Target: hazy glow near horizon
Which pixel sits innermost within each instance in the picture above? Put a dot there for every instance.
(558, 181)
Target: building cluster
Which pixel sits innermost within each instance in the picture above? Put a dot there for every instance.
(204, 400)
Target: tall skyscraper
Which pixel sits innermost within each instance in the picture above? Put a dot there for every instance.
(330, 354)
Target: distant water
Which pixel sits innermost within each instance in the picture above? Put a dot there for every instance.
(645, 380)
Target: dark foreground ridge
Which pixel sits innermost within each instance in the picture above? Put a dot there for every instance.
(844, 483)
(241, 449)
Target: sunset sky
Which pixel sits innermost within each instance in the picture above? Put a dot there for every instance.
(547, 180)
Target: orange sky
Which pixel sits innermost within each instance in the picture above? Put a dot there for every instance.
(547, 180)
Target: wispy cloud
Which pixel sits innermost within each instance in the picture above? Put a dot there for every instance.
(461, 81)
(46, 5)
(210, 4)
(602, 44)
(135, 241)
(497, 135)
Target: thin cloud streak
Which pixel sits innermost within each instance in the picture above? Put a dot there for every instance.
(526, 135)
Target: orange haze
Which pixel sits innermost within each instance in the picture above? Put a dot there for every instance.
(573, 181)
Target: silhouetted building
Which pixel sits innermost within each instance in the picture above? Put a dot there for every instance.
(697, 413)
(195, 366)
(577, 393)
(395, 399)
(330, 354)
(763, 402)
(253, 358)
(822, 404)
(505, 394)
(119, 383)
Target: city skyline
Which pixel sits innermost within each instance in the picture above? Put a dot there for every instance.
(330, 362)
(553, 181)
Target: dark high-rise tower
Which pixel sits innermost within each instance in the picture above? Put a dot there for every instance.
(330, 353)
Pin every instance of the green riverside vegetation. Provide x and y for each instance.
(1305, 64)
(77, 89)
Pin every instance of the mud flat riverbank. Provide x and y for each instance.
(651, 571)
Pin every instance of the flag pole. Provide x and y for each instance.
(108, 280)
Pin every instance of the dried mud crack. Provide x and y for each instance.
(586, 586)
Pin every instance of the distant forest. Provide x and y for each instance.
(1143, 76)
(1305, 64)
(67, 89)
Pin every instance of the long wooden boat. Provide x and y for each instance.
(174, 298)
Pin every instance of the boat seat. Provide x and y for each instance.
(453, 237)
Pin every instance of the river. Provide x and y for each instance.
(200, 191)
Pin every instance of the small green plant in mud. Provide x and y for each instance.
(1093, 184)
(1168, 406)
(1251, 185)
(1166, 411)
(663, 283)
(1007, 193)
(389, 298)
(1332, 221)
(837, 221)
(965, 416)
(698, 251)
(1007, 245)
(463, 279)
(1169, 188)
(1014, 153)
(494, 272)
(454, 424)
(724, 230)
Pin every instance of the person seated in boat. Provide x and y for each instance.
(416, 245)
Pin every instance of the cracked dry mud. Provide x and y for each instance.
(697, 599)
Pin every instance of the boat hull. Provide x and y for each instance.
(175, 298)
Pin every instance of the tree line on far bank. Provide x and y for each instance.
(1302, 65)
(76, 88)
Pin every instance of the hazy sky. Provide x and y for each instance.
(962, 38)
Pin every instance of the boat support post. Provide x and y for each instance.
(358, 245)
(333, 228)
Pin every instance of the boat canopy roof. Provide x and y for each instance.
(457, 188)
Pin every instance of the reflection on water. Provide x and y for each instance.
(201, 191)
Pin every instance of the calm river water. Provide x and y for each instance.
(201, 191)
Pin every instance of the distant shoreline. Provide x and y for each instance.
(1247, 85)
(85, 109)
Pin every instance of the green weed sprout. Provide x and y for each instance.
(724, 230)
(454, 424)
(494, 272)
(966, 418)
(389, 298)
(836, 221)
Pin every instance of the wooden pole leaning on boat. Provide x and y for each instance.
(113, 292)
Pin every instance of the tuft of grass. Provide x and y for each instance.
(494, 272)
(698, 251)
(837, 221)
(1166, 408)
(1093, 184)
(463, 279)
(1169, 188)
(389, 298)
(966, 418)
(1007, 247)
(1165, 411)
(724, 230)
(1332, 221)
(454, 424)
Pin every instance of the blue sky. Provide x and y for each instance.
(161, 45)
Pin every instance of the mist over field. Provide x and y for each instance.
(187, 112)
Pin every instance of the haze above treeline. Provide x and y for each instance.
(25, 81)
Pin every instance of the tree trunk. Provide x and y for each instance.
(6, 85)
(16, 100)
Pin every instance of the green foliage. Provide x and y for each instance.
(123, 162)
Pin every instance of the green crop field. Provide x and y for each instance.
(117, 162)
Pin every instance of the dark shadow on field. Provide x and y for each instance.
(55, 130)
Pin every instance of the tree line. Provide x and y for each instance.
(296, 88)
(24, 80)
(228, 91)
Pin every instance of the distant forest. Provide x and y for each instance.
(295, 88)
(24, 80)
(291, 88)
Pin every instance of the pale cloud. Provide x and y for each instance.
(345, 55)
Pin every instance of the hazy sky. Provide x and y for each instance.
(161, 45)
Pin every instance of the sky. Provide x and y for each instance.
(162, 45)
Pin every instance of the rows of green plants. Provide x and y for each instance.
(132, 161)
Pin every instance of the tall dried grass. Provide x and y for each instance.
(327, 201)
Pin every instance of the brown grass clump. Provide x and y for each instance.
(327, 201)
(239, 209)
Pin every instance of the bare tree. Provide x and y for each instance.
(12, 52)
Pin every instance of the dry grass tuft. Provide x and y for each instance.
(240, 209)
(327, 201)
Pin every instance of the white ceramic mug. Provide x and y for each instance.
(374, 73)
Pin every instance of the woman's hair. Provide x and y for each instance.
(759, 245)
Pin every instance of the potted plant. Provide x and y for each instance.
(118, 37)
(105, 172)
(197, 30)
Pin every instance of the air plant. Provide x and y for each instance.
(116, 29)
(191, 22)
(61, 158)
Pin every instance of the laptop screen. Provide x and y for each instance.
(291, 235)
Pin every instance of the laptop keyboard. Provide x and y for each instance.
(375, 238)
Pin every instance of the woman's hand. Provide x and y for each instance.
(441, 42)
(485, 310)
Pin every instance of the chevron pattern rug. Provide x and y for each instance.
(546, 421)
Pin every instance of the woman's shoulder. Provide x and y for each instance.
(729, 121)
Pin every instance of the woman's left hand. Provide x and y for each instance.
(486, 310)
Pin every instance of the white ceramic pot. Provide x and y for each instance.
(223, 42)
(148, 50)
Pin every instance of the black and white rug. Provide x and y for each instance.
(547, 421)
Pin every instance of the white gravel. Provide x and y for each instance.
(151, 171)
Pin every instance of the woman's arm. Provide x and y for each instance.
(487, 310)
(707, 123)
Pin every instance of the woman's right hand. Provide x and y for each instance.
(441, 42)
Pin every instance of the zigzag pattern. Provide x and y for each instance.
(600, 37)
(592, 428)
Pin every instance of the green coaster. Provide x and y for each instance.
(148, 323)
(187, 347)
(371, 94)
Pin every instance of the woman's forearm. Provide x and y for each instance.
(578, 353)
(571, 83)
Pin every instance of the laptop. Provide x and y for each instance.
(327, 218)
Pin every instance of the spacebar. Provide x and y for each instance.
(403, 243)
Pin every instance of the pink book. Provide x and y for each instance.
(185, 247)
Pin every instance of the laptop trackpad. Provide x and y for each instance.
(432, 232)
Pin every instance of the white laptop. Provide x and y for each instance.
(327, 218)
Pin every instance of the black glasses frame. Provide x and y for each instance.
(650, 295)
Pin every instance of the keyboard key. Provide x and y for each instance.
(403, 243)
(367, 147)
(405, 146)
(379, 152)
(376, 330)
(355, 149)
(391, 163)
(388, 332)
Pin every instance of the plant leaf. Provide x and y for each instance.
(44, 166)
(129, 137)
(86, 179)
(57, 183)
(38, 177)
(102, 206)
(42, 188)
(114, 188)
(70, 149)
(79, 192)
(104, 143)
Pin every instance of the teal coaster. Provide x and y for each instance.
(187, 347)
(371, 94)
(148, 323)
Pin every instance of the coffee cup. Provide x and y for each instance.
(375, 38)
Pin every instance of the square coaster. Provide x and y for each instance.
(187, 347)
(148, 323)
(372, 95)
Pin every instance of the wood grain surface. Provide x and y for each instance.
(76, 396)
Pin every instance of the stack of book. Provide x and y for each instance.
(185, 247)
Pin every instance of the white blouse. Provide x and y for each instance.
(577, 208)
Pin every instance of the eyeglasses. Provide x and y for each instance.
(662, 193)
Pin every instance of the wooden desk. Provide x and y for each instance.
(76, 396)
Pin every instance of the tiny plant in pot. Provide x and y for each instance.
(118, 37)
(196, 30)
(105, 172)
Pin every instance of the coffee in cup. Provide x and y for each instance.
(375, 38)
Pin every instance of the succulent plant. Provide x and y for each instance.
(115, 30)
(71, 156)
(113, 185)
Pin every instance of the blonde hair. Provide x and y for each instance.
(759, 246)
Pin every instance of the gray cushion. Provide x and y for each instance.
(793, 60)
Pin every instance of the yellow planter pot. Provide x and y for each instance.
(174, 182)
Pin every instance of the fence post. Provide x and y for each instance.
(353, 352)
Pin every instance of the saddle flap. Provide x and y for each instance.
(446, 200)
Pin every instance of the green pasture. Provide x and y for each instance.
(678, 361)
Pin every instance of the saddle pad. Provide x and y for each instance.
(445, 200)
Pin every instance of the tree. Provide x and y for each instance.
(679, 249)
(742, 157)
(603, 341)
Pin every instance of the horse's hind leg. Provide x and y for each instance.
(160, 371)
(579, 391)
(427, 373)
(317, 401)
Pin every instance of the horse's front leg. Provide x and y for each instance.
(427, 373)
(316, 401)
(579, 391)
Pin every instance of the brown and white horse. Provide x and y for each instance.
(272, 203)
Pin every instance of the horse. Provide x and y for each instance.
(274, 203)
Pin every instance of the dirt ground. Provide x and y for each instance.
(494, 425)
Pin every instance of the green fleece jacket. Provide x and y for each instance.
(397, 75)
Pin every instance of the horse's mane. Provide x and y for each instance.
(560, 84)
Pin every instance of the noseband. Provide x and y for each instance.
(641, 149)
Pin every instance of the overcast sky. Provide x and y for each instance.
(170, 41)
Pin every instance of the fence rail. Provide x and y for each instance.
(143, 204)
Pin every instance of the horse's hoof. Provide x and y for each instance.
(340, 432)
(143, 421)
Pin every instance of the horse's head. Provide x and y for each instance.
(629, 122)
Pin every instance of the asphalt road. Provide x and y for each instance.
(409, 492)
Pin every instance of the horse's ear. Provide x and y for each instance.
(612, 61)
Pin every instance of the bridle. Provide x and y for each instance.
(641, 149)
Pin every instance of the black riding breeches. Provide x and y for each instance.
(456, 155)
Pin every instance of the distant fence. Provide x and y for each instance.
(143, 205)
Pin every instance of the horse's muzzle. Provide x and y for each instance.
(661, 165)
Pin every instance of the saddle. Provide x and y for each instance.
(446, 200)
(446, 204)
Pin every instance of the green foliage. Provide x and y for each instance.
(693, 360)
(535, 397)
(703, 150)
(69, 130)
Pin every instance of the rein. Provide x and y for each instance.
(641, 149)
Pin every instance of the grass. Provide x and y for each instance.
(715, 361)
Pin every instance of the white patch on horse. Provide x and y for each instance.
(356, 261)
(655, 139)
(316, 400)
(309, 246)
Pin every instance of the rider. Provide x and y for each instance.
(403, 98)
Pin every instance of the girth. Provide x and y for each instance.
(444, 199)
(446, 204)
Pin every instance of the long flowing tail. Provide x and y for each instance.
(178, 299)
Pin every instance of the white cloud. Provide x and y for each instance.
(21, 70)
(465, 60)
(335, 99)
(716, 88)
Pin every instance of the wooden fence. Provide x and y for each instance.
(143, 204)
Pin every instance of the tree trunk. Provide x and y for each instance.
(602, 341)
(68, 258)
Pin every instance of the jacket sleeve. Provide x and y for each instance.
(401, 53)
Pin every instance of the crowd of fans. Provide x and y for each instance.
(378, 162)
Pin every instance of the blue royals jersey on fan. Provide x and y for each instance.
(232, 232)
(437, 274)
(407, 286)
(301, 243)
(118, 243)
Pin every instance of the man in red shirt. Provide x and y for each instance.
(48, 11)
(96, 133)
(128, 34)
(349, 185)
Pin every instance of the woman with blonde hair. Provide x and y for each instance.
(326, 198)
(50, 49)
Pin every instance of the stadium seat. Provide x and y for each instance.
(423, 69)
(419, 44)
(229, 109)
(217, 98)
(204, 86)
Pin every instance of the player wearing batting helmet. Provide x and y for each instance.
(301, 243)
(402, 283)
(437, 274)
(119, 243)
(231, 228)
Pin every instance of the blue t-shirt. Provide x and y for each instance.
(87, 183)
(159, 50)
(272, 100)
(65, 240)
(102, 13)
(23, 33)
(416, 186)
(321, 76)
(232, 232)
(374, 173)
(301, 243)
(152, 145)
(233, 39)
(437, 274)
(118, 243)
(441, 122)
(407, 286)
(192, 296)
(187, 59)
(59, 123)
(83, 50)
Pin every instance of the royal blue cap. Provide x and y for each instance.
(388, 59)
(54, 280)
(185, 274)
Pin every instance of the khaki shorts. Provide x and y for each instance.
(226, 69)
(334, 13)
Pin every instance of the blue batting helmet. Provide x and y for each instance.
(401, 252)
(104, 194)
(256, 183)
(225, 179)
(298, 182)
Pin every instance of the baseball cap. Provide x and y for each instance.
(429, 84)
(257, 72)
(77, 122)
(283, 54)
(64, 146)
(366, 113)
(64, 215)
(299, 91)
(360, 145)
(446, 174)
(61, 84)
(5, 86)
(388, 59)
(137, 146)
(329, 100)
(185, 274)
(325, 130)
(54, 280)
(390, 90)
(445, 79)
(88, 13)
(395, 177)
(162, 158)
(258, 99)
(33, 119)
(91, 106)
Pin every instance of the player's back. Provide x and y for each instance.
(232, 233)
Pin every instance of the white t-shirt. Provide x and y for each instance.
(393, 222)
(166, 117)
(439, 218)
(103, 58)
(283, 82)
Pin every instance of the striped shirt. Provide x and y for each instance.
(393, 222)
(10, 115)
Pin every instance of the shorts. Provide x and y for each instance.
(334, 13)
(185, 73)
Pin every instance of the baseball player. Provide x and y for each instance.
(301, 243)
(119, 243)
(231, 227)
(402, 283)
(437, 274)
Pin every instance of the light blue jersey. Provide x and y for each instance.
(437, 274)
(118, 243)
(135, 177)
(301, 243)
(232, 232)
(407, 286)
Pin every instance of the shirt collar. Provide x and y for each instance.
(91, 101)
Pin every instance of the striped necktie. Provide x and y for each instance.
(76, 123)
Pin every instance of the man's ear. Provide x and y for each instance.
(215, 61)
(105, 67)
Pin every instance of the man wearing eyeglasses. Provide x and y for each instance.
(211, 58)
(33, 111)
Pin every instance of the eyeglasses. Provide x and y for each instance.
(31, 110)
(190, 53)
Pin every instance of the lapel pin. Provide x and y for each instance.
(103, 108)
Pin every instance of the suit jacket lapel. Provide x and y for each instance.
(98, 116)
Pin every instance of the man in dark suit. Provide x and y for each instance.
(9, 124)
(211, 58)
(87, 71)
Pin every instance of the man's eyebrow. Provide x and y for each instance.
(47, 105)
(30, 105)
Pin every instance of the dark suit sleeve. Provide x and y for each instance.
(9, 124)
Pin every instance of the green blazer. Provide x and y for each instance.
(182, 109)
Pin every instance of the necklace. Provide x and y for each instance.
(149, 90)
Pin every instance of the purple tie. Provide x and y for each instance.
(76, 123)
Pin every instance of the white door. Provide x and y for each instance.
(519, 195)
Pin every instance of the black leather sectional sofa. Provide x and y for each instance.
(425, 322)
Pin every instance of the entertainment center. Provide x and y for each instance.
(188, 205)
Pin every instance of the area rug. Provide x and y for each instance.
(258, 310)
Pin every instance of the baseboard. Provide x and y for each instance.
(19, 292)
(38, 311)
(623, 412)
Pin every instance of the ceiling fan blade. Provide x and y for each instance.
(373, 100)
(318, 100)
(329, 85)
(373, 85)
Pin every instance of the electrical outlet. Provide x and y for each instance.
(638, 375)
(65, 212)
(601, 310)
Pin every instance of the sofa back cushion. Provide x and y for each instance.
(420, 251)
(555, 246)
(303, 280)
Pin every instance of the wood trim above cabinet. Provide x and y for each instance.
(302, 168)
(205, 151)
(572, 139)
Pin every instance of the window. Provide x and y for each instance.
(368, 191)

* **Brief**
Begin with the line that contains "Pin every instance of the area" and quote each line after it exactly, stopping after the last line of the data.

* **Solution for this exercise**
Pin every instance of the area rug. Provide x and y for each instance.
(258, 310)
Pin every instance of the baseboard. Provide x and y for each instance.
(19, 292)
(38, 311)
(623, 412)
Pin every instance of the ceiling fan blade. Provide x and y for each instance.
(373, 100)
(318, 100)
(329, 85)
(373, 85)
Pin every instance of the electrical outlet. Provide x and y for each instance.
(638, 375)
(65, 212)
(601, 310)
Pin every instance of the sofa back cushion. Provide x and y for each instance.
(420, 251)
(555, 246)
(303, 280)
Pin every instance of the wood trim above cabinet. Provide x and y for each instance.
(302, 168)
(205, 151)
(572, 139)
Pin every instance of the window. Provide x and y for each instance.
(368, 191)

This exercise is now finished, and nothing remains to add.